[WHAT YOU HAVE TO DO] Give the listing again in full, exactly as written.

[MATERIAL SHOWN]
- - - - - - -
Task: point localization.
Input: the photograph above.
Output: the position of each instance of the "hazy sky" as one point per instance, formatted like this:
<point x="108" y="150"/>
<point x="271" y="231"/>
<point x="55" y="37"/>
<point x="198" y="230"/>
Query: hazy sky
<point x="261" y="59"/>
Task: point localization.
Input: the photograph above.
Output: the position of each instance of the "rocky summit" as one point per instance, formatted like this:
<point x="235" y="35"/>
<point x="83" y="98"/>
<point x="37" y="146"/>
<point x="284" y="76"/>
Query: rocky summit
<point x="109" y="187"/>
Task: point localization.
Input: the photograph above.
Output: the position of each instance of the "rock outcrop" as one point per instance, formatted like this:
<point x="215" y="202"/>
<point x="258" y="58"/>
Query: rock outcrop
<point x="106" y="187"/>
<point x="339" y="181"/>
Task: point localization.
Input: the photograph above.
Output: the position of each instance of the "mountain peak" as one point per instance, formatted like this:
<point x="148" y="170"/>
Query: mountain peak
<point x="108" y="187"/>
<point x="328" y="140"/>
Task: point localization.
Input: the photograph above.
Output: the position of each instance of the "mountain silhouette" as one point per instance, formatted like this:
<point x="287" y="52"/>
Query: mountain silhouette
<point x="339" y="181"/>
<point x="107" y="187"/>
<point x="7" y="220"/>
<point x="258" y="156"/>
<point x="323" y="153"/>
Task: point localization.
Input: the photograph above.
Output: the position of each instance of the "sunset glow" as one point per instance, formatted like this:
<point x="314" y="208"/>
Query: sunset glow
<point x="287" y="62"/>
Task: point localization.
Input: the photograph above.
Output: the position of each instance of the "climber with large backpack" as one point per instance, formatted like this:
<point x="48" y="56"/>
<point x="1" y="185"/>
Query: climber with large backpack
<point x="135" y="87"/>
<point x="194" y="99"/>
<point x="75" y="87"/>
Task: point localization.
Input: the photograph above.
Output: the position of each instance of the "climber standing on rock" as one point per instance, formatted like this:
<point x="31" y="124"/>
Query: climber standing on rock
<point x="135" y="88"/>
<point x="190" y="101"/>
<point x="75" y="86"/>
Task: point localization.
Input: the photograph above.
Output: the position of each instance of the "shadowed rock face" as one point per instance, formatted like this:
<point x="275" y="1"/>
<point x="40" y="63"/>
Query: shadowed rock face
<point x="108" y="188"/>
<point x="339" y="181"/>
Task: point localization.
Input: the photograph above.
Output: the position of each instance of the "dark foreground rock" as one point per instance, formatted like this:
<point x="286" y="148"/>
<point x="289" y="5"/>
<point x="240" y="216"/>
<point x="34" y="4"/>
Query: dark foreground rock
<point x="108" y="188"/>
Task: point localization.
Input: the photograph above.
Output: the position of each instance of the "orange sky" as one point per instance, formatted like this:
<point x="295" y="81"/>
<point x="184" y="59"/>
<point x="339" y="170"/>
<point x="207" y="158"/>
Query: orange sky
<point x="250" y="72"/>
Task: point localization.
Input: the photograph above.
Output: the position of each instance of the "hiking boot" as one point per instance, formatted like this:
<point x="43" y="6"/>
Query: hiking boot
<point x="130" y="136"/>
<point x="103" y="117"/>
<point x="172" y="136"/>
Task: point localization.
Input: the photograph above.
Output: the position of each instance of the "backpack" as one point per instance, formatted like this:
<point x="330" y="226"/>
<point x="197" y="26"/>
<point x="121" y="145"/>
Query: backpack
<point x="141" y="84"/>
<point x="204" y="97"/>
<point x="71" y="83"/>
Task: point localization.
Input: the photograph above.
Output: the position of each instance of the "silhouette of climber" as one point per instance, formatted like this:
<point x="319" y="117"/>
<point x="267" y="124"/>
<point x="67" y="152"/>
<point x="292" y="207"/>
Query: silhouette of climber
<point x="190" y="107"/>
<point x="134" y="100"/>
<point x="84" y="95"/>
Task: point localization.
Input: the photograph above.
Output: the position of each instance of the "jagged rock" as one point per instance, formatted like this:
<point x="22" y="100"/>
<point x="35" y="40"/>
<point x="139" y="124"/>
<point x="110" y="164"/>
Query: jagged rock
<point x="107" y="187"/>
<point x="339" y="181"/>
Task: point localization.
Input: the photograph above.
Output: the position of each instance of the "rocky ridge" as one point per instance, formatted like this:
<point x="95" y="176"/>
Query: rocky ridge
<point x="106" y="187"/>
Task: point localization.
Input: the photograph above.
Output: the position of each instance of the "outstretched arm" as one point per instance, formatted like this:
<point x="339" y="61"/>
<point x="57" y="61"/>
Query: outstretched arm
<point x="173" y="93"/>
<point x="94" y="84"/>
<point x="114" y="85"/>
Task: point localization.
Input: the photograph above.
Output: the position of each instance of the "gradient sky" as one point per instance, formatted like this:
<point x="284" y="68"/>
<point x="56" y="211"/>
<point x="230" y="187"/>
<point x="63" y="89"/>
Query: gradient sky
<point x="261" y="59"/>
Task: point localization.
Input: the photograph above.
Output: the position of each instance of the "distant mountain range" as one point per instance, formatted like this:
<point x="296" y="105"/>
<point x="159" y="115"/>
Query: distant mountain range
- - - - - - -
[ANSWER TO THIS PROBLEM]
Task: point localization.
Input: the photograph above.
Output: the position of each instance of the "hazy sky" as one point per instance, formatted like this:
<point x="108" y="150"/>
<point x="271" y="231"/>
<point x="55" y="37"/>
<point x="198" y="230"/>
Query: hazy sky
<point x="261" y="59"/>
Task: point localization.
Input: the photograph above.
Output: the position of each instance of the "rocky summit" as one point per instance, formatted like this:
<point x="235" y="35"/>
<point x="83" y="98"/>
<point x="37" y="146"/>
<point x="284" y="76"/>
Query: rocky summit
<point x="109" y="187"/>
Task: point localization.
Input: the photograph above.
Output: the position of each instance of the "rock outcrop" as one point per instance, formatted like this:
<point x="215" y="202"/>
<point x="258" y="58"/>
Query: rock outcrop
<point x="106" y="187"/>
<point x="339" y="181"/>
Task: point localization.
Input: the photograph above.
Output: the position of each instance of the "mountain peak" as one point per instance, formatted like this:
<point x="148" y="170"/>
Query: mountain peak
<point x="108" y="187"/>
<point x="328" y="140"/>
Task: point localization.
Input: the photograph above.
Output: the position of each instance of the "mountain silhouette" as one point per instance, formatted like this:
<point x="287" y="52"/>
Query: mountain silhouette
<point x="339" y="181"/>
<point x="107" y="187"/>
<point x="7" y="220"/>
<point x="258" y="156"/>
<point x="323" y="153"/>
Task: point localization.
Input: the photograph above.
Output: the position of each instance of the "sunset glow" as one point per instance, formatted like this:
<point x="314" y="208"/>
Query: sunset glow
<point x="287" y="62"/>
Task: point localization.
Input: the photograph above.
Output: the position of each instance of the "climber with large backpack" as one point per instance, formatted like this:
<point x="48" y="56"/>
<point x="1" y="185"/>
Query: climber with large backpack
<point x="135" y="87"/>
<point x="194" y="99"/>
<point x="75" y="87"/>
Task: point localization.
Input: the photograph above.
Output: the position of each instance of the "climber standing on rock" as one point per instance, formatted like this:
<point x="31" y="124"/>
Query: climber standing on rock
<point x="135" y="88"/>
<point x="190" y="101"/>
<point x="75" y="86"/>
Task: point localization.
Input: the photograph above.
Output: the position of each instance of the "shadowed rock face" as one point per instance, formatted like this:
<point x="275" y="1"/>
<point x="40" y="63"/>
Query: shadowed rock face
<point x="108" y="188"/>
<point x="339" y="181"/>
Task: point localization.
Input: the photograph above.
Output: the position of each instance of the "dark foreground rock" as one point per instance, formatted like this:
<point x="286" y="148"/>
<point x="289" y="5"/>
<point x="240" y="216"/>
<point x="34" y="4"/>
Query: dark foreground rock
<point x="108" y="188"/>
Task: point localization.
Input: the photograph above.
Output: the position of each instance of the "orange sky" as one point per instance, formatted like this:
<point x="295" y="81"/>
<point x="184" y="59"/>
<point x="339" y="170"/>
<point x="207" y="158"/>
Query: orange sky
<point x="250" y="72"/>
Task: point localization.
Input: the photograph above.
Output: the position of each instance of the "hiking boot" as one point per instance, formatted like this:
<point x="43" y="6"/>
Query: hiking boot
<point x="130" y="136"/>
<point x="103" y="117"/>
<point x="172" y="136"/>
Task: point localization.
Input: the photograph above.
Output: the position of each instance of the "backpack" as one point per instance, formatted like this:
<point x="330" y="226"/>
<point x="197" y="26"/>
<point x="121" y="145"/>
Query: backpack
<point x="141" y="84"/>
<point x="204" y="97"/>
<point x="71" y="83"/>
Task: point localization.
Input: the photograph above.
Output: the position of each instance of the "silhouette of climber" as one point per instance, formatted like this:
<point x="319" y="117"/>
<point x="267" y="124"/>
<point x="67" y="152"/>
<point x="292" y="207"/>
Query: silhouette of climber
<point x="190" y="107"/>
<point x="134" y="100"/>
<point x="84" y="95"/>
Task: point localization.
Input: the photograph above.
Output: the position of each instance of the "jagged rock" as one point per instance, formatted like this:
<point x="22" y="100"/>
<point x="35" y="40"/>
<point x="139" y="124"/>
<point x="110" y="164"/>
Query: jagged rock
<point x="107" y="187"/>
<point x="339" y="181"/>
Task: point localization.
Input: the photograph above.
Output: the position of each instance of the "rocky ridge" as one point per instance, formatted like this:
<point x="95" y="176"/>
Query: rocky ridge
<point x="106" y="187"/>
Task: point localization.
Input: the photograph above.
Output: the position of each instance of the "outstretched arm" as one point per instance, formatted like this:
<point x="339" y="61"/>
<point x="57" y="61"/>
Query: outstretched arm
<point x="173" y="93"/>
<point x="94" y="84"/>
<point x="114" y="85"/>
Task: point localization.
Input: the photograph above.
Output: the position of each instance of the "gradient sky" as one point per instance, formatted like this:
<point x="284" y="68"/>
<point x="56" y="211"/>
<point x="230" y="187"/>
<point x="63" y="89"/>
Query: gradient sky
<point x="261" y="59"/>
Task: point localization.
Input: the photograph above.
Output: the position of each instance of the "distant mountain range" as one point per instance, formatted like this:
<point x="296" y="105"/>
<point x="159" y="115"/>
Query: distant mountain range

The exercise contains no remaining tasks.